> _EXERCISE TASK_
Lay out every line of the records below as a numbered list, dropping any blank lines.

════════

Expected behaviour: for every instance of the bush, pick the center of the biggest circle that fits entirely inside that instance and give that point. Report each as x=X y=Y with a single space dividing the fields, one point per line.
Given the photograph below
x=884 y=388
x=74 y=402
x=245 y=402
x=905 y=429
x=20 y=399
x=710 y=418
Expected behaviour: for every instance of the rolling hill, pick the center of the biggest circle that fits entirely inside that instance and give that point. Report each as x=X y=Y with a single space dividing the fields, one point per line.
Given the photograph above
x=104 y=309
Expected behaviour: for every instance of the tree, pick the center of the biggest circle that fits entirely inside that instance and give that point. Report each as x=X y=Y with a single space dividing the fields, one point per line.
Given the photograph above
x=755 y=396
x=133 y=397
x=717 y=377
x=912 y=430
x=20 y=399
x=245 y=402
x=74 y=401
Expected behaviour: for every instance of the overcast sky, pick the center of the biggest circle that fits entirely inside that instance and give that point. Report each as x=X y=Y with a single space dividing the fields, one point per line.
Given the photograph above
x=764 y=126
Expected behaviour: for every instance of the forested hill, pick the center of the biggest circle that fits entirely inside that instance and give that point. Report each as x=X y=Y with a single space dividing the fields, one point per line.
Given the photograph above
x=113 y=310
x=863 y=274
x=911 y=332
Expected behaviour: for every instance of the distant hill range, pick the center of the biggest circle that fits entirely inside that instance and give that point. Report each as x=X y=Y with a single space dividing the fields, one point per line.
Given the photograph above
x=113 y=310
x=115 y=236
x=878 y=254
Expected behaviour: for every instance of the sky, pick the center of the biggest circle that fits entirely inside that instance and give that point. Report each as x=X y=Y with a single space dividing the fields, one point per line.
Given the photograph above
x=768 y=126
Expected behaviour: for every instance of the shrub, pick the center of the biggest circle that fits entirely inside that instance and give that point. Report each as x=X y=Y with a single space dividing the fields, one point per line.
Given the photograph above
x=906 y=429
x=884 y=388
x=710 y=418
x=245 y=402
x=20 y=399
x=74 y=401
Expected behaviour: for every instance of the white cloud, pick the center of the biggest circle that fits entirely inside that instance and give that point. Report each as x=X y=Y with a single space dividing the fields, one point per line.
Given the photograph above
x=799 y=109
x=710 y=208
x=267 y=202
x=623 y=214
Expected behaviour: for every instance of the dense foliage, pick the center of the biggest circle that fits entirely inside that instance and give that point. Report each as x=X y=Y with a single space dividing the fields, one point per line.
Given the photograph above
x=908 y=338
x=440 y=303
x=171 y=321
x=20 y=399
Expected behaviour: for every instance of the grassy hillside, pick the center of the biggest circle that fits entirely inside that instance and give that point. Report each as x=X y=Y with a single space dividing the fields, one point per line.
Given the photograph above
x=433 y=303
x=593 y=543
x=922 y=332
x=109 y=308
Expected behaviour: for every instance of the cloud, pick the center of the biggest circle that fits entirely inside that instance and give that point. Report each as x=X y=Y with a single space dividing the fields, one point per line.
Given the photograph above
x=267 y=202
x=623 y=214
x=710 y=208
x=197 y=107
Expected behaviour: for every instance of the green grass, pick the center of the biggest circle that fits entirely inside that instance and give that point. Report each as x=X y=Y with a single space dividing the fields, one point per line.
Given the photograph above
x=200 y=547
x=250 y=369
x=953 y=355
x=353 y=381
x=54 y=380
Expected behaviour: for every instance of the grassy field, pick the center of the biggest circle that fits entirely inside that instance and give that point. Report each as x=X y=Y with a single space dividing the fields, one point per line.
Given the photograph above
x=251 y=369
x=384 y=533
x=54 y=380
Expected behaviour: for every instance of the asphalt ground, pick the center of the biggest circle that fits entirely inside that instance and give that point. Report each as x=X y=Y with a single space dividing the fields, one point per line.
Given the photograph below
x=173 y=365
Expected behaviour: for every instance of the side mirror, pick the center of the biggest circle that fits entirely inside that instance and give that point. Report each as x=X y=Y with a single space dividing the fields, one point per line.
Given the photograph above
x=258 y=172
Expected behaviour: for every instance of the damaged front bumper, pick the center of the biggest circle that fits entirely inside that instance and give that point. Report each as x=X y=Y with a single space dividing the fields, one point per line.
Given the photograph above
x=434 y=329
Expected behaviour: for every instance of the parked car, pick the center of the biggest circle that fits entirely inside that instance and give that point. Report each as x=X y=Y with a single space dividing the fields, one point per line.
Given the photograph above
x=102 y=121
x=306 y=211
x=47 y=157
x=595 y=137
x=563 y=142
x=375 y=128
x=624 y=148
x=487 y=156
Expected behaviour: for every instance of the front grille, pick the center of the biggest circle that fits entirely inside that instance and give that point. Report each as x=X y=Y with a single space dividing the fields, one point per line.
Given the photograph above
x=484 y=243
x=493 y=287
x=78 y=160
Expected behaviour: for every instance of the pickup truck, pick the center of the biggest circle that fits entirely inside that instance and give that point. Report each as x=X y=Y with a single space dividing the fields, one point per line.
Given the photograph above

════════

> _REPLY TO THE EXERCISE_
1. Expected behaviour: for every instance of the bush, pick the center of the biggest circle that fits entirely inside that instance and give that point. Report each as x=X y=Y with a single space dividing the fields, one point per line.
2. Given the photograph below
3. x=884 y=388
4. x=74 y=402
5. x=245 y=402
6. x=905 y=429
7. x=20 y=399
8. x=710 y=418
9. Expected behaviour: for every instance of the rolling hill, pick the center of the biggest circle that fits entirely inside that instance and give that point. Report each as x=X y=Y with a single space dividing the fields, one point per line.
10. Given the photograph above
11. x=104 y=309
12. Expected behaviour: for every instance of the tree, pick the center of the biggest circle that fits entirely inside that instance and give that point. Report each as x=X y=Y with a single space dividing the fields, one point per line.
13. Given the photograph above
14. x=755 y=396
15. x=133 y=397
16. x=717 y=377
17. x=912 y=430
18. x=20 y=399
19. x=245 y=402
20. x=74 y=401
21. Expected behaviour: for every instance of the overcast sky, pick the center of the biggest circle that fits entirely inside that instance and give that point. Report each as x=X y=Y with a single space dividing the fields, one point per line.
22. Given the photograph above
23. x=764 y=126
24. Expected behaviour: for every instance of the forested hill, pick the center of the biggest circle that fits entirely inside that instance and give that point. Report each as x=X y=Y with a single space dividing the fields, one point per line.
25. Given the photograph above
26. x=113 y=310
27. x=863 y=274
28. x=911 y=332
29. Expected behaviour: for every instance of the distant hill range, pick the center of the biggest circle that fits entirely inside that instance and give that point. Report each as x=X y=Y with a single space dividing the fields, one point per line.
30. Given the photograph above
31. x=113 y=310
32. x=115 y=236
33. x=878 y=254
34. Expected behaviour: for every instance of the sky, pick the center of the biggest circle that fits entirely inside that instance and give that point. Report each as x=X y=Y with a single space dividing the fields, one point per line.
35. Given the photograph above
36. x=768 y=126
37. Expected behaviour: for every instance of the shrub, pick the center of the biggest circle that fits entirely inside that instance and give that point. Report each as x=X y=Y with a single space dividing the fields, one point per line.
38. Given the photograph above
39. x=906 y=429
40. x=884 y=388
41. x=710 y=418
42. x=245 y=402
43. x=20 y=399
44. x=74 y=401
45. Expected behaviour: for every instance of the white cloud, pick the center of the biggest circle that fits entirely inside that instance and give that point. Report each as x=X y=Y with a single space dividing the fields, one point per line.
46. Given the photograph above
47. x=799 y=109
48. x=710 y=208
49. x=267 y=202
50. x=623 y=214
51. Expected behaviour: for every instance of the dense foliage, pick the center of the biggest circle that fits entirely inside that instance and give that point. Report each as x=X y=Y with a single space dividing the fields, one point per line.
52. Given the photograph above
53. x=908 y=338
54. x=440 y=303
55. x=171 y=321
56. x=20 y=399
57. Expected behaviour: for every instance of the grassy hillside, pick the center of the biggest circle that fits entirely inside that instance and give that point. Report each as x=X y=Y with a single space dividing the fields, one point per line.
58. Given the photograph above
59. x=433 y=303
60. x=593 y=543
61. x=922 y=332
62. x=109 y=308
63. Expected behaviour: for every instance of the cloud, pick the center of the biggest circle that fits entirely inside that instance and give that point. Report each as x=X y=Y with a single space dividing the fields, one point per line.
64. Given the photograph above
65. x=267 y=202
66. x=623 y=214
67. x=710 y=208
68. x=197 y=107
69. Expected behaviour: for every instance of the green grass, pick the center of the biggest circle that fits entirely inside that instance and give that point. Report each as x=X y=Y with a single space dividing the fields, one point per line.
70. Given the photograph above
71. x=200 y=547
72. x=250 y=369
73. x=953 y=355
74. x=353 y=381
75. x=54 y=380
76. Expected behaviour: for every instance of the grassy field, pick the center of the biggest circle that fits entirely inside that instance and give that point. Report each as x=X y=Y with a single space dividing the fields, one point per line.
77. Given the photograph above
78. x=251 y=369
79. x=384 y=533
80. x=54 y=380
81. Expected behaviour: for every instance of the asphalt ground, pick the center of the biggest circle that fits entirely inside that instance and give that point. Report each as x=X y=Y with a single space dividing the fields, one point per line.
82. Given the photograph below
83. x=173 y=365
84. Expected behaviour: for every instance of the side mirror, pick the center of the biggest circle that fits entirely inside that instance and give that point. Report each as x=X y=Y with a single space dividing the fields, one point per line.
85. Given the photograph above
86. x=258 y=172
87. Expected behaviour: for every instance of the damaged front bumper, pick the center of the biggest circle that fits entirely inside that instance and give that point. Report each as x=X y=Y with a single space dividing the fields, one point per line.
88. Given the photograph above
89. x=434 y=329
90. Expected behaviour: for every instance of the parked car, pick the center of the biggest circle that fits entirely inside that instance and give that point. Report each as x=X y=Y with a single space dividing the fields, one point per line.
91. Given the photograph above
92. x=102 y=121
93. x=306 y=211
94. x=47 y=157
95. x=595 y=137
96. x=563 y=142
97. x=375 y=128
98. x=624 y=148
99. x=487 y=156
100. Expected behaviour: for every instance of the front grille, pick the center of the biggest circle that fits entirely inside that instance and give that point. Report each as x=X y=Y with a single space dividing the fields, one point per line.
101. Given the photograph above
102. x=484 y=243
103. x=493 y=287
104. x=78 y=160
105. Expected behaviour: for every instance of the pickup truck, pick the center of the biggest circle that fits entirely inside that instance and give that point. Report each as x=X y=Y with a single space dividing the fields, one point per line.
106. Given the photograph above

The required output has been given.